**Try it**
Carry on the daily world news roundup below, picking up right after its last sentence.

**Excerpt to read**

═══

Good afternoon! Here is another edition of our Daily News From Around the World blog posts. Today we cover AG William Barr’s resignation, Covid vaccinations, Brexit negotiations, charges of bribery against Israel’s prime minister, and Japanese rearmament. As always, the headlines are brought to us by Newseum:
The Washington Post, Published in Washington, DC
Attorney General William Barr has announced his resignation. The White House insists that Barr resigned of his own volition, though many have noted that there has been a great deal of tension between the President and the Attorney General after the latter disputed the former’s claims of widespread voter fraud.
President Trump and Attorney General Barr
The Los Angeles Times, Published in Los Angeles, CA
Five frontline healthcare workers were vaccinated at a press conference held by Governor Gavin Newsom; the first five Calfornians to be vaccinated since the Pfizer and BioNTech shots were approved. Optimism abounds after a grim year in which the coronavirus pandemic claimed the lives of 21,000 of the state’s citizens.
The Guardian, Published in London, UK
A “very narrow” pathway to a post-Brexit deal is possible, according to the European Union’s chief negotiator Michel Barnier. Prime Minister Boris Johnson has conceded to the European Union’s demands to be able to take “unilateral measures” (tariffs) if and when divergences occur between British and European regulatory standards which would otherwise “distort trade and investment.” A Downing Street spokesman cautioned optimism, however, stating that, “Obviously, no deal is a possible outcome. Time is in very short supply and it has been for some time.”

═══

**Data block**
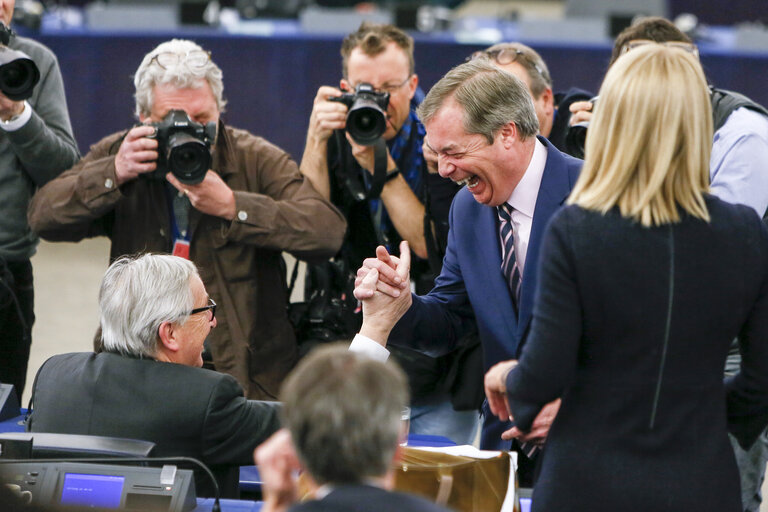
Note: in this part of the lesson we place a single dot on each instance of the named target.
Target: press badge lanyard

═══

**Answer box**
EU Chief Brexit Negotiator Michel Barnier
Haaretz, Published in Tel Aviv, Israel
Prime Minister Benjamin Netanyahu has been charged with bribery; allegedly trading “regulatory benefits” to a telecommunications conglomerate in exchange for favorable coverage from one of its news sites. The court has ordered the charge be amended to provide more detail, accusing prosecutors of “generalizations and lack of specificity” with regard to some of their evidence. The court also rejected Netanyahu’s claims that the indictment itself violated parliamentary immunity law.
The Japan Times, Published in Tokyo, Japan
The Japanese government has approved the construction of two destroyers equipped with Aegis missile interceptors. Questions over whether the Japanese military should have base strike capabilities and whether such a decision would violate the constitution has been put off for later. The approval of the ships is yet another move towards Japan’s steady rearmament.